- **What is required**
Copy out the rows below word for word, starting with the line that contains "The component shall return one point per instance of the tall" and continuing through the last line of the rows.

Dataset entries
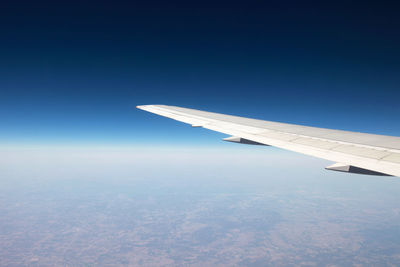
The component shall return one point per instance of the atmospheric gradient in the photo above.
(86, 179)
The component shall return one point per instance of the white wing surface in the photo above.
(353, 152)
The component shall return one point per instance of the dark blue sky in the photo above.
(73, 72)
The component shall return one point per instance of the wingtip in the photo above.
(142, 106)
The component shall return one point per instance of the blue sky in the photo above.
(73, 74)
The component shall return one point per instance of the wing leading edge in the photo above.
(353, 152)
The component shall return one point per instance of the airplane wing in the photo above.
(353, 152)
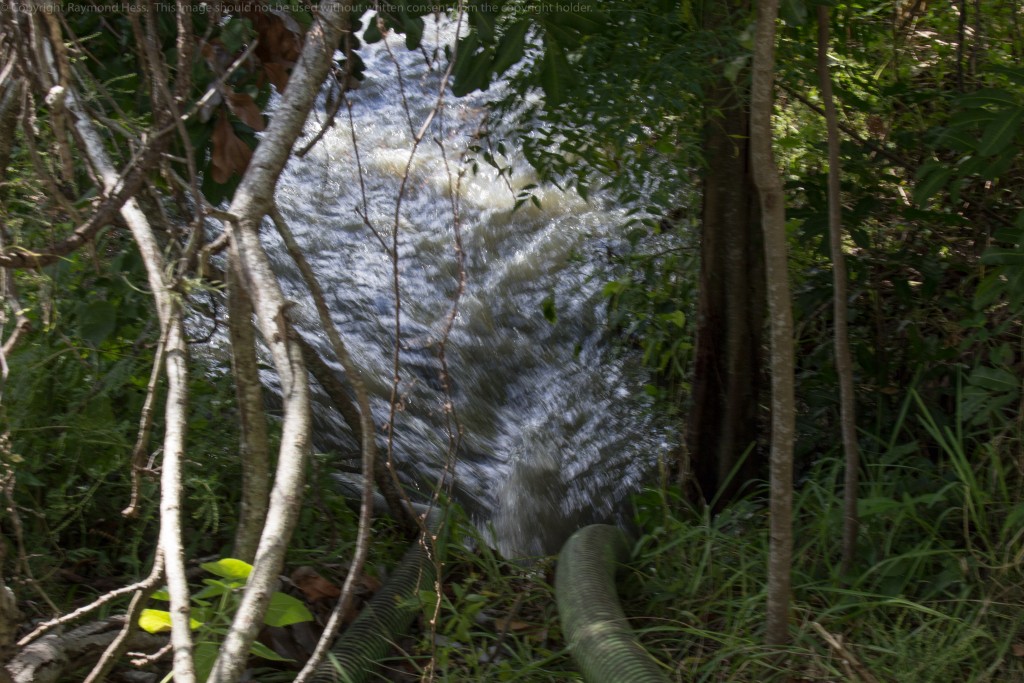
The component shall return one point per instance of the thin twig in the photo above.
(119, 645)
(837, 644)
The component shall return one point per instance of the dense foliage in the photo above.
(612, 102)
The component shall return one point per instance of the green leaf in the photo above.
(675, 317)
(96, 322)
(1000, 133)
(555, 73)
(794, 12)
(483, 20)
(472, 67)
(285, 610)
(1003, 256)
(159, 621)
(511, 47)
(261, 650)
(997, 96)
(229, 567)
(373, 32)
(994, 379)
(215, 588)
(414, 30)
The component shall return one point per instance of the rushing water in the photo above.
(551, 435)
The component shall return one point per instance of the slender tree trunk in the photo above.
(844, 363)
(723, 418)
(769, 184)
(252, 202)
(254, 446)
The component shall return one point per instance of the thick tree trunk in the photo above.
(730, 310)
(769, 183)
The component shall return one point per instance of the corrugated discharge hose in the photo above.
(593, 622)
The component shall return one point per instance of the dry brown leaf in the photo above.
(313, 586)
(276, 74)
(245, 108)
(229, 155)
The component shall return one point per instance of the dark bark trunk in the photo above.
(730, 309)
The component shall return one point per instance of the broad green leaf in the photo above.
(483, 20)
(511, 47)
(159, 621)
(285, 610)
(472, 68)
(373, 32)
(215, 588)
(555, 73)
(229, 567)
(1000, 133)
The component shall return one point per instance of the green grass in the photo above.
(936, 592)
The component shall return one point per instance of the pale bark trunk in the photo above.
(252, 202)
(254, 446)
(769, 183)
(844, 363)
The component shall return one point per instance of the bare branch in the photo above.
(251, 203)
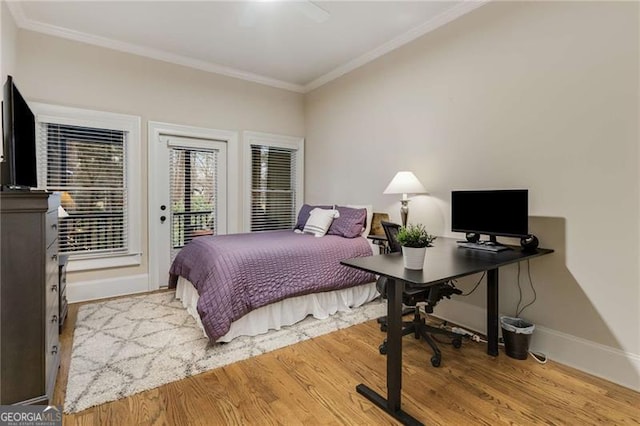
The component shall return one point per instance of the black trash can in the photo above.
(516, 334)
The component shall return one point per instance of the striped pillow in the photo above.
(319, 221)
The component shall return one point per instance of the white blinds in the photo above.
(88, 166)
(273, 183)
(194, 185)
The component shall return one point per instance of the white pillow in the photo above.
(369, 209)
(319, 221)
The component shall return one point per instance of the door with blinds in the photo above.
(192, 194)
(273, 188)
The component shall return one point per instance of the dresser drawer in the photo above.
(52, 294)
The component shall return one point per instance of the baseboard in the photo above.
(109, 287)
(602, 361)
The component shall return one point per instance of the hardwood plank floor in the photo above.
(314, 382)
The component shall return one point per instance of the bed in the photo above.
(247, 284)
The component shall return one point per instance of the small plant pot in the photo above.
(413, 257)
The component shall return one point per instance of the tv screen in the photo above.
(19, 168)
(491, 212)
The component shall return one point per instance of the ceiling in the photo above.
(297, 45)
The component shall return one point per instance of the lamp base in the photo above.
(404, 211)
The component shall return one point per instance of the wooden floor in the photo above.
(313, 382)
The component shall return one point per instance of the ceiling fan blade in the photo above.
(312, 11)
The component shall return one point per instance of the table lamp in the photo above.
(405, 183)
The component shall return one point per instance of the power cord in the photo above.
(533, 289)
(453, 284)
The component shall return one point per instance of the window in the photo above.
(274, 180)
(91, 159)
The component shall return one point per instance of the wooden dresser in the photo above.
(29, 301)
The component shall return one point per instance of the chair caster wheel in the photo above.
(435, 361)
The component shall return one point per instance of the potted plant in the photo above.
(414, 240)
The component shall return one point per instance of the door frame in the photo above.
(155, 131)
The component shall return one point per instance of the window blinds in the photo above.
(193, 177)
(88, 166)
(273, 188)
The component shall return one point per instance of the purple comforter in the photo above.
(235, 274)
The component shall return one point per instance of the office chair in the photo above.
(411, 296)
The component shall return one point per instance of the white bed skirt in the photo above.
(283, 313)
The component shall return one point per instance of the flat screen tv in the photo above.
(19, 167)
(493, 213)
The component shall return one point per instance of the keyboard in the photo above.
(482, 246)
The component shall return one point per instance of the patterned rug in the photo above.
(125, 346)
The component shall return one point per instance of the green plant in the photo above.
(415, 236)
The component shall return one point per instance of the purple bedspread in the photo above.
(235, 274)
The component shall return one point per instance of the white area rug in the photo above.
(125, 346)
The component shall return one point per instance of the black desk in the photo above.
(444, 261)
(380, 241)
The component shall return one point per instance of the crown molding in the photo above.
(28, 24)
(432, 24)
(449, 15)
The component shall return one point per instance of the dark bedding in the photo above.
(235, 274)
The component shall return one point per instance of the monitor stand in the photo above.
(491, 245)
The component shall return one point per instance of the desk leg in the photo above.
(394, 359)
(492, 312)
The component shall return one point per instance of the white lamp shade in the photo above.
(405, 183)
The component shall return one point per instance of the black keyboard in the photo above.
(482, 246)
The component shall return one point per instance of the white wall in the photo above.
(537, 95)
(9, 36)
(58, 71)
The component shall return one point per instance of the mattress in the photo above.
(285, 312)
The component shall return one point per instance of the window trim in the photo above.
(273, 140)
(108, 120)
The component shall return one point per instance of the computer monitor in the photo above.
(503, 212)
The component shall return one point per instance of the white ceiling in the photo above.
(282, 44)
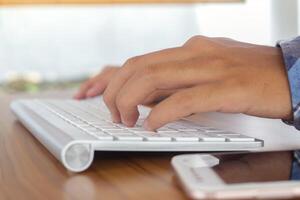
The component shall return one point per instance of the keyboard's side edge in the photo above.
(58, 143)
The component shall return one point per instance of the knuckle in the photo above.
(122, 103)
(107, 99)
(195, 40)
(132, 61)
(184, 100)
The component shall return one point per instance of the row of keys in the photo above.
(93, 122)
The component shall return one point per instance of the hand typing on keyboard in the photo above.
(204, 75)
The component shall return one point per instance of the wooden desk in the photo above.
(29, 171)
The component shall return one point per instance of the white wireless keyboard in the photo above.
(72, 130)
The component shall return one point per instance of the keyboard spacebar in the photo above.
(123, 135)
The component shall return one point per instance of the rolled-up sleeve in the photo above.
(291, 54)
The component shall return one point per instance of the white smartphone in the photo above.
(200, 181)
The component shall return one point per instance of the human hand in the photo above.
(255, 167)
(203, 75)
(97, 84)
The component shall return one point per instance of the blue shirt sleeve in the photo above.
(291, 54)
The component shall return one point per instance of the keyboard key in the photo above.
(103, 136)
(182, 137)
(210, 129)
(235, 137)
(154, 137)
(208, 137)
(124, 135)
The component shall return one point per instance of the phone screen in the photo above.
(255, 167)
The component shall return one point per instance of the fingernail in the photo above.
(146, 125)
(114, 119)
(90, 92)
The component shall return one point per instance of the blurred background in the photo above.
(55, 44)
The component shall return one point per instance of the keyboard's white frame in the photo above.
(77, 155)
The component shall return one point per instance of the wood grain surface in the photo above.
(29, 171)
(22, 2)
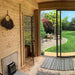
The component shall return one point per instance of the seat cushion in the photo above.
(20, 73)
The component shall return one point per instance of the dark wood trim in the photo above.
(60, 33)
(20, 34)
(57, 33)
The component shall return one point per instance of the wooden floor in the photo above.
(60, 64)
(32, 70)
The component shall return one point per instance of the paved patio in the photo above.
(50, 43)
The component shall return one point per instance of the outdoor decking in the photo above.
(37, 67)
(59, 64)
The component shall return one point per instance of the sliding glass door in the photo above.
(65, 33)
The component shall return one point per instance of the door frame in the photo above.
(61, 32)
(56, 30)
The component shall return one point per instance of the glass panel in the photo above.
(68, 33)
(48, 32)
(58, 33)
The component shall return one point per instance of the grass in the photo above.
(69, 46)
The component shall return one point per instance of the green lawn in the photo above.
(69, 46)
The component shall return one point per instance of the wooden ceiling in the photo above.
(40, 1)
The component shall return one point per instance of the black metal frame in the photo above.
(60, 33)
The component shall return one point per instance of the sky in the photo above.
(70, 14)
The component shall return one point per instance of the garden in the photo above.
(48, 31)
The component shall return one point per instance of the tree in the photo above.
(65, 23)
(72, 24)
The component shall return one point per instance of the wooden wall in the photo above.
(68, 5)
(10, 40)
(57, 5)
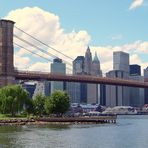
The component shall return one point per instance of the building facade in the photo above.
(118, 95)
(57, 67)
(146, 89)
(135, 70)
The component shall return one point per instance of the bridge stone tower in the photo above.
(6, 53)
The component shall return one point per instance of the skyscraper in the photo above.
(57, 67)
(135, 70)
(146, 89)
(118, 95)
(77, 91)
(121, 61)
(88, 62)
(136, 94)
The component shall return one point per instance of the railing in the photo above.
(35, 75)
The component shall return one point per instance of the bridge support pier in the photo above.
(6, 53)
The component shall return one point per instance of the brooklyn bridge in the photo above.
(8, 74)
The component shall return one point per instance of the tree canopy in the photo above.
(38, 103)
(58, 103)
(12, 99)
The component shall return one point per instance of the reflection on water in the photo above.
(130, 131)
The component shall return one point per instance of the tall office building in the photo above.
(77, 91)
(88, 62)
(121, 61)
(92, 67)
(135, 70)
(136, 94)
(146, 89)
(96, 70)
(118, 95)
(58, 67)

- **Solved exercise**
The component shall return one point per instance of the tall office building in the photo above.
(77, 91)
(88, 62)
(121, 61)
(92, 67)
(135, 70)
(136, 94)
(146, 89)
(96, 70)
(118, 95)
(58, 67)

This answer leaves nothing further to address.